JOB> Show every line of the data below that contains the string "road", copying each line in full. Matches must have the same letter case.

[Start DATASET]

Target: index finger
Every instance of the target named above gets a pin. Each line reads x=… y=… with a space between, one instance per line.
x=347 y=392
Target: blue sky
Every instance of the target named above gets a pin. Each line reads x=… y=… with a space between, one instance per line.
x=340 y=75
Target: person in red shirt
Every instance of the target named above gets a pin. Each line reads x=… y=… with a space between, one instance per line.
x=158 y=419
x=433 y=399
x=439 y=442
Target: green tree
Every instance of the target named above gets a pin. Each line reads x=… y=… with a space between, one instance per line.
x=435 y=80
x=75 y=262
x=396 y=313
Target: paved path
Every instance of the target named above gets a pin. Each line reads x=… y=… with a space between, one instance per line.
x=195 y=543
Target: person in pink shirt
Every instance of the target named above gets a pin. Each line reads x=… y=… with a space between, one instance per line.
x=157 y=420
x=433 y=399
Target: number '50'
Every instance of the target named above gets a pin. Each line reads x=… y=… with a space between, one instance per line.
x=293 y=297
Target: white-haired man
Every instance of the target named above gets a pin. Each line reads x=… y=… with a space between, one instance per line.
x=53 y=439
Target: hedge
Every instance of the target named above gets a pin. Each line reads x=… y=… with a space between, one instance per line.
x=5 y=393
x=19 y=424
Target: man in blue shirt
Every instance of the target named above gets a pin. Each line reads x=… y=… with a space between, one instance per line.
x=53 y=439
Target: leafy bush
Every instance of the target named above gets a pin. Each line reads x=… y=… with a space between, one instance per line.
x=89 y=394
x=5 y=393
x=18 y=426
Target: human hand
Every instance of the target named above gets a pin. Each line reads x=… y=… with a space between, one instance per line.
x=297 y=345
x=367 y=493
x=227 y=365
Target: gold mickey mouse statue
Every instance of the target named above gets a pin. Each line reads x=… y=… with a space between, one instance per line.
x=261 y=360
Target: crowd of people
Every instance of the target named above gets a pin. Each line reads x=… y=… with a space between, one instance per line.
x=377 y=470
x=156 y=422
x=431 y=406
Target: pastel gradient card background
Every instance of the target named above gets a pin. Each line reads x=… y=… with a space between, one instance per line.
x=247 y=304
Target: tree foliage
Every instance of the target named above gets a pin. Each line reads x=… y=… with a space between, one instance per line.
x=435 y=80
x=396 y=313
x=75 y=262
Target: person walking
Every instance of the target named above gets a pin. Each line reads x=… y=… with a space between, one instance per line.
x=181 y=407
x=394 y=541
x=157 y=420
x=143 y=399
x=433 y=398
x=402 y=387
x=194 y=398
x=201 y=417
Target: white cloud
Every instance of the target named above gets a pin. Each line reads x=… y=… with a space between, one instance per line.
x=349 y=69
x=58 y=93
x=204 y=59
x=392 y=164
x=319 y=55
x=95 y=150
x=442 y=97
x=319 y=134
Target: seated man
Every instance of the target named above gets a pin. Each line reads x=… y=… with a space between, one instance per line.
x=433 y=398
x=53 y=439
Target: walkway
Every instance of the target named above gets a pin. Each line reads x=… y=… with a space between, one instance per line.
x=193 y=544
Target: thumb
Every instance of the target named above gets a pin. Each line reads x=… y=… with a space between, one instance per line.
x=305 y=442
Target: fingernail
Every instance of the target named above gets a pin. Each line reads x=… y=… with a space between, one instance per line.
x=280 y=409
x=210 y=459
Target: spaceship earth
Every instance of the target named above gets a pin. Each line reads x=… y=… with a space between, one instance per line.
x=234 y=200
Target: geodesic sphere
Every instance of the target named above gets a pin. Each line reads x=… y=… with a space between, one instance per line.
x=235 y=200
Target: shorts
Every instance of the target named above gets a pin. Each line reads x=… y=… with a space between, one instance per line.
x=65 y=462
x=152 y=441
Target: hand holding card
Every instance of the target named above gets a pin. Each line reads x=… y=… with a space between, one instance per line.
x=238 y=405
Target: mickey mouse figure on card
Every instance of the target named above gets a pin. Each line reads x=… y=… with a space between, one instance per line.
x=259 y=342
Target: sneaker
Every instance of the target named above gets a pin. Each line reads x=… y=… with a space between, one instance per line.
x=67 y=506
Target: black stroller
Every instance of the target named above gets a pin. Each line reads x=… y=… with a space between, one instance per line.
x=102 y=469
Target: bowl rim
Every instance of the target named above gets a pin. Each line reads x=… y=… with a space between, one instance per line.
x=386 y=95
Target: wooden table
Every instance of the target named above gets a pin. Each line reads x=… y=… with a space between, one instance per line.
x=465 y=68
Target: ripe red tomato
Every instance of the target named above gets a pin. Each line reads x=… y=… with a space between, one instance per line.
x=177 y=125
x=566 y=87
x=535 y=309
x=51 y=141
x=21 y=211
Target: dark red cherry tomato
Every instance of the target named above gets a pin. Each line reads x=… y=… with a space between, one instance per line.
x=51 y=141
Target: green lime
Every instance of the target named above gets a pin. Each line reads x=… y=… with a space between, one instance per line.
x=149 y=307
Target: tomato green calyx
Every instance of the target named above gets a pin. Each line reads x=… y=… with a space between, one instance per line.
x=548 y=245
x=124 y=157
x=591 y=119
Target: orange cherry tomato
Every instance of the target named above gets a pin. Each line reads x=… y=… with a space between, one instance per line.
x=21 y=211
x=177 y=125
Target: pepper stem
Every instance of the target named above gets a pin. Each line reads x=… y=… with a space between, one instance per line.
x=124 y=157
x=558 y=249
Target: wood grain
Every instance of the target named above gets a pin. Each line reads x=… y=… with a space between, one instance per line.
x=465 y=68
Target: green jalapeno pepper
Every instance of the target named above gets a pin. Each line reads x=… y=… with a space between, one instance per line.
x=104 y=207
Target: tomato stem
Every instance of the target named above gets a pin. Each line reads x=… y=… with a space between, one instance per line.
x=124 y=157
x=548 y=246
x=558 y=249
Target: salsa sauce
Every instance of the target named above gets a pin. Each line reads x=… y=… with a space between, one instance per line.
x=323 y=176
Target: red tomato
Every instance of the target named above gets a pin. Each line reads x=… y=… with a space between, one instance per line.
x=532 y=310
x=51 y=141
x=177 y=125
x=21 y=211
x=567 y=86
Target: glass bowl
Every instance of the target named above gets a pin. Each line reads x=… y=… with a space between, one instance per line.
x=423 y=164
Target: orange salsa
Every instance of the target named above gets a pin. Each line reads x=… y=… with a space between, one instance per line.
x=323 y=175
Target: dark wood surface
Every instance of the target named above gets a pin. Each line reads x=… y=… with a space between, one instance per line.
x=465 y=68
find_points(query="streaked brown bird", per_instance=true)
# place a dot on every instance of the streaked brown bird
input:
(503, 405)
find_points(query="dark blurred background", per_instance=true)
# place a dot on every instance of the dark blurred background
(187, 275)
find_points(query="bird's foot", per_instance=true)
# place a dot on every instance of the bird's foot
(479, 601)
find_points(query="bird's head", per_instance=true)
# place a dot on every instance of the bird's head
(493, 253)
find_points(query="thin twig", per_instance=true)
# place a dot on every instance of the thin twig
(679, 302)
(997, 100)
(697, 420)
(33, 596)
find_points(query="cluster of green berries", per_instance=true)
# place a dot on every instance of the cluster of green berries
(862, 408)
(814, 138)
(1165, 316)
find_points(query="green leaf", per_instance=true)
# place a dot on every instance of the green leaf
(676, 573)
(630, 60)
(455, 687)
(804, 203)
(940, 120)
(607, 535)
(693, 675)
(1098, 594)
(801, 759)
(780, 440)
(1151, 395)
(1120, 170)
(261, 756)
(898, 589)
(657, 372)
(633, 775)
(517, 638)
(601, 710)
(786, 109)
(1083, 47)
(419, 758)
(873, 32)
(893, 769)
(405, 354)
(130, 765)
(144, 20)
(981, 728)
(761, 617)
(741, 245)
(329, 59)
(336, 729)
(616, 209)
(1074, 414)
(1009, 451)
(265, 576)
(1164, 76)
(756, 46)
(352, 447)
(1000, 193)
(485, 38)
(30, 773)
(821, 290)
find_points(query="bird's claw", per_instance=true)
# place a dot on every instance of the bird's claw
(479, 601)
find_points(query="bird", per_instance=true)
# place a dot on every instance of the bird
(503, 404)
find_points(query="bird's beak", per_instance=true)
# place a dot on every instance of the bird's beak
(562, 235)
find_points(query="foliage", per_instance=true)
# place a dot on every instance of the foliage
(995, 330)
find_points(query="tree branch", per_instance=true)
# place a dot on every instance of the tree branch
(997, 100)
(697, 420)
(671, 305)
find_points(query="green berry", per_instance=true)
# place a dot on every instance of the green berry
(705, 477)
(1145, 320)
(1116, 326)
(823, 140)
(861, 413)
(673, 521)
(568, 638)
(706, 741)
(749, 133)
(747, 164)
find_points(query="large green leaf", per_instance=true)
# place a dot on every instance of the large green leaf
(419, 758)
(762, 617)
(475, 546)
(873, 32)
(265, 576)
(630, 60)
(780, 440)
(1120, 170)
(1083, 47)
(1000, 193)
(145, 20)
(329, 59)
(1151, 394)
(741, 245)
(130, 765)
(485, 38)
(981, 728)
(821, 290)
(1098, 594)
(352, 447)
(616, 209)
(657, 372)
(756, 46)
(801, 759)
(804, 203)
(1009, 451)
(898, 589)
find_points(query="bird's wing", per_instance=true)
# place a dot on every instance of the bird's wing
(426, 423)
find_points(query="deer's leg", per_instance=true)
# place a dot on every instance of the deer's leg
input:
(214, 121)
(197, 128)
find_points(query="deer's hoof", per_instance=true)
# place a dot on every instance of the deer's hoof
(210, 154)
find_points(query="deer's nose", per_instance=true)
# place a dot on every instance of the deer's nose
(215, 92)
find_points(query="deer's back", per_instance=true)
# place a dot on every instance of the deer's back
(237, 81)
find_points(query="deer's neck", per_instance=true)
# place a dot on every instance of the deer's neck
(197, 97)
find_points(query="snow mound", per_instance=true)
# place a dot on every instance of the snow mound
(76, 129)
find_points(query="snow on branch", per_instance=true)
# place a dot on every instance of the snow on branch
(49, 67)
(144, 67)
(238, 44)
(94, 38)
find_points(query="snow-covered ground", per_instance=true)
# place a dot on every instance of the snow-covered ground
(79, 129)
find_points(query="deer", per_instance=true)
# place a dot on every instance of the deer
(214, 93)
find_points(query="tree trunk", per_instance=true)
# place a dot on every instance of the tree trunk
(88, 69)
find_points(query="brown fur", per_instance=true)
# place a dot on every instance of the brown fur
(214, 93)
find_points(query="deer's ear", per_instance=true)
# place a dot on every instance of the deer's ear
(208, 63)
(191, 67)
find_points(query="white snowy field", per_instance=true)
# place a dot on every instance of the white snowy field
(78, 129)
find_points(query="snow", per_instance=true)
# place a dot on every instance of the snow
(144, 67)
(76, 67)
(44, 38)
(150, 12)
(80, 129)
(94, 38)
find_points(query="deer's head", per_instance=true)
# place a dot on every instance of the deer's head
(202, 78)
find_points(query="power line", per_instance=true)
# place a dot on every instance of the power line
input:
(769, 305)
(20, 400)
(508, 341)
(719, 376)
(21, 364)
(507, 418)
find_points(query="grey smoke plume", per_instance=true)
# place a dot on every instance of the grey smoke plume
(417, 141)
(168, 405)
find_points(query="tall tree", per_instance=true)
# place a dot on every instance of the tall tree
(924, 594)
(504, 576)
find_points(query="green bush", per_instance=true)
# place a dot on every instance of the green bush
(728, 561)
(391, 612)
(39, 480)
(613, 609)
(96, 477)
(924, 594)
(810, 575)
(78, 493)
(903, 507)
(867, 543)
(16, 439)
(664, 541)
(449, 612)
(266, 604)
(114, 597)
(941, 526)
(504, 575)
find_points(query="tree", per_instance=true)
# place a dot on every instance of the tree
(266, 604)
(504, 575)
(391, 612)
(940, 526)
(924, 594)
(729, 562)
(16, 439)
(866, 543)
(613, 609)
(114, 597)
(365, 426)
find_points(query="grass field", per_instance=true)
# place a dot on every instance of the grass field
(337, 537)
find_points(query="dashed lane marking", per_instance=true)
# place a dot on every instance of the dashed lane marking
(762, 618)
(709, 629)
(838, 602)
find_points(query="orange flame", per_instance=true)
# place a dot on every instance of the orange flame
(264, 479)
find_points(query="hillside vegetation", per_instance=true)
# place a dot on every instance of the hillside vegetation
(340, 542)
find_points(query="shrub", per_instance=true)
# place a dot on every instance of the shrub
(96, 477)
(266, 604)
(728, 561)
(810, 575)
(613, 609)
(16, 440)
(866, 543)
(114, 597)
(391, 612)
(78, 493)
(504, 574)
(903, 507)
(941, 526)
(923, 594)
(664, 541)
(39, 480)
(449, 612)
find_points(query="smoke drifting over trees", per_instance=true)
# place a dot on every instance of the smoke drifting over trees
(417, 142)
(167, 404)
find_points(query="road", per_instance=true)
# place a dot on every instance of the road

[End DATASET]

WRITTEN ANSWER>
find_points(query="road", per_instance=true)
# place a dot on every instance of the road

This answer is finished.